[Opening Text for analysis section]
Sensor for monitoring plasma parameters (original) (raw)

A spectrally tunable VCSEL (vertical cavity surface-emitting laser) was used as part of sensing hardware for measurements of the radial-integrated gas temperature inside an inductively coupled plasma reactor. The data were obtained by profiling the Doppler-broadened absorption of metastable Ar atoms at 763.51 nm in argon and argon/nitrogen plasmas (3, 45, and 90% N 2 in Ar) at pressure 0.5-70 Pa and inductive power of 100 and 300 W. The results were compared to rotational temperature derived from the N 2 emission at the (0,0) transition of the C 3 Π u-B 3 Π g system. The differences in integrated rotational and Doppler temperatures were attributed to non-uniform spatial distributions of both temperature and thermometric species (Ar* and N 2 *) that varied depending on conditions. A twodimensional, two-temperature fluid plasma simulation was employed to explain these differences. This work should facilitate further development of a miniature sensor for non-intrusive acquisition of data (temperature and densities of multiple plasma species) during micro-and nano-fabrication plasma processing, thus enabling the diagnostic-assisted continuous optimization and advanced control over the processes. Such sensors would also enable tracking the origins and pathways of damaging contaminants, thereby providing real-time feedback for adjustment of processes. Our work serves as an example of how two line-of-sight integrated temperatures derived from different thermometric species make it possible to characterize the radial non-uniformity of the plasma.
[Closing Text for analysis section]
[Opening Listed records section]
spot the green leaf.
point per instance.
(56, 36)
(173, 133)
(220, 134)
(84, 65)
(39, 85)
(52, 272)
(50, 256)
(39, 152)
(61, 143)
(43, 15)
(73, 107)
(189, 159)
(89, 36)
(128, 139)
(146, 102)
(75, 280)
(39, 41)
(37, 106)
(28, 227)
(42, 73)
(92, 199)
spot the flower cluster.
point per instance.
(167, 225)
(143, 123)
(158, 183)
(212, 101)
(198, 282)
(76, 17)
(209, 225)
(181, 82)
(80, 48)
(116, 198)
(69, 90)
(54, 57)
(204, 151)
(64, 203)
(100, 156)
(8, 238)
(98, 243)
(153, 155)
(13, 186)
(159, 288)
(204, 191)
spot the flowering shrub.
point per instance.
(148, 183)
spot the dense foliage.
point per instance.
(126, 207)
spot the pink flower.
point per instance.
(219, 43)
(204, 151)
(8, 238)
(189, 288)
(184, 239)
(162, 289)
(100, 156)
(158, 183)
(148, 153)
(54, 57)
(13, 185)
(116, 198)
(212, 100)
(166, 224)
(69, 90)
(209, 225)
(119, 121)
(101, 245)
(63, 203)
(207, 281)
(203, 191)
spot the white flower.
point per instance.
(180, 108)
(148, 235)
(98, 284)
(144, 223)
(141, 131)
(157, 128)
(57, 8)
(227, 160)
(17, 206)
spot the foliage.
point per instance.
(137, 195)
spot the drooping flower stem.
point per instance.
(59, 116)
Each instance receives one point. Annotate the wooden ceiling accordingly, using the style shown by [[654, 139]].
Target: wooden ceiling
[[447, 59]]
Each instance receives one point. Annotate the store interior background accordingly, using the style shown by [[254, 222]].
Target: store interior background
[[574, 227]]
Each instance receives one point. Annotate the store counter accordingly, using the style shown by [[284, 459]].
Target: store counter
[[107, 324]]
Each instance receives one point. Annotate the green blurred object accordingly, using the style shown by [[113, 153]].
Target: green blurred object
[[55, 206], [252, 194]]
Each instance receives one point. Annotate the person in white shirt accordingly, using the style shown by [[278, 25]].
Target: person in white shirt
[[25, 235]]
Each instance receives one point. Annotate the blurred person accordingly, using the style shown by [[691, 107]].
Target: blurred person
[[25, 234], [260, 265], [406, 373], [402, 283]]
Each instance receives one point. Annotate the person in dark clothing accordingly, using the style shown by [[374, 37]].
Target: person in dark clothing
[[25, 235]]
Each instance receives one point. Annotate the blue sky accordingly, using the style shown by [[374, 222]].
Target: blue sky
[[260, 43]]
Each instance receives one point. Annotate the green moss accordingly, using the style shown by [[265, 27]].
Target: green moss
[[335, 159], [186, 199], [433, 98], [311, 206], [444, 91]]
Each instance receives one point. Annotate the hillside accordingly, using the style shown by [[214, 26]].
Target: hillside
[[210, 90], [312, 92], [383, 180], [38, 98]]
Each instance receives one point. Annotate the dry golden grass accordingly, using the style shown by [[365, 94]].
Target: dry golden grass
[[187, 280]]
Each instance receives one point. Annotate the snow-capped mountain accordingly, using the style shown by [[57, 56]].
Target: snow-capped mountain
[Closing Listed records section]
● **Problem requirements**:
Answer these from the text on the plasma-monitoring sensor.
(a) At what wavelength was the absorption of metastable Ar atoms profiled?
(b) What inductive power levels were used?
(c) What kind of simulation was employed to explain the differences between the integrated rotational and Doppler temperatures?
None of the data is needed here.

● **Written answer**:
(a) 763.51 nm
(b) 100 W and 300 W
(c) A two-dimensional, two-temperature fluid plasma simulation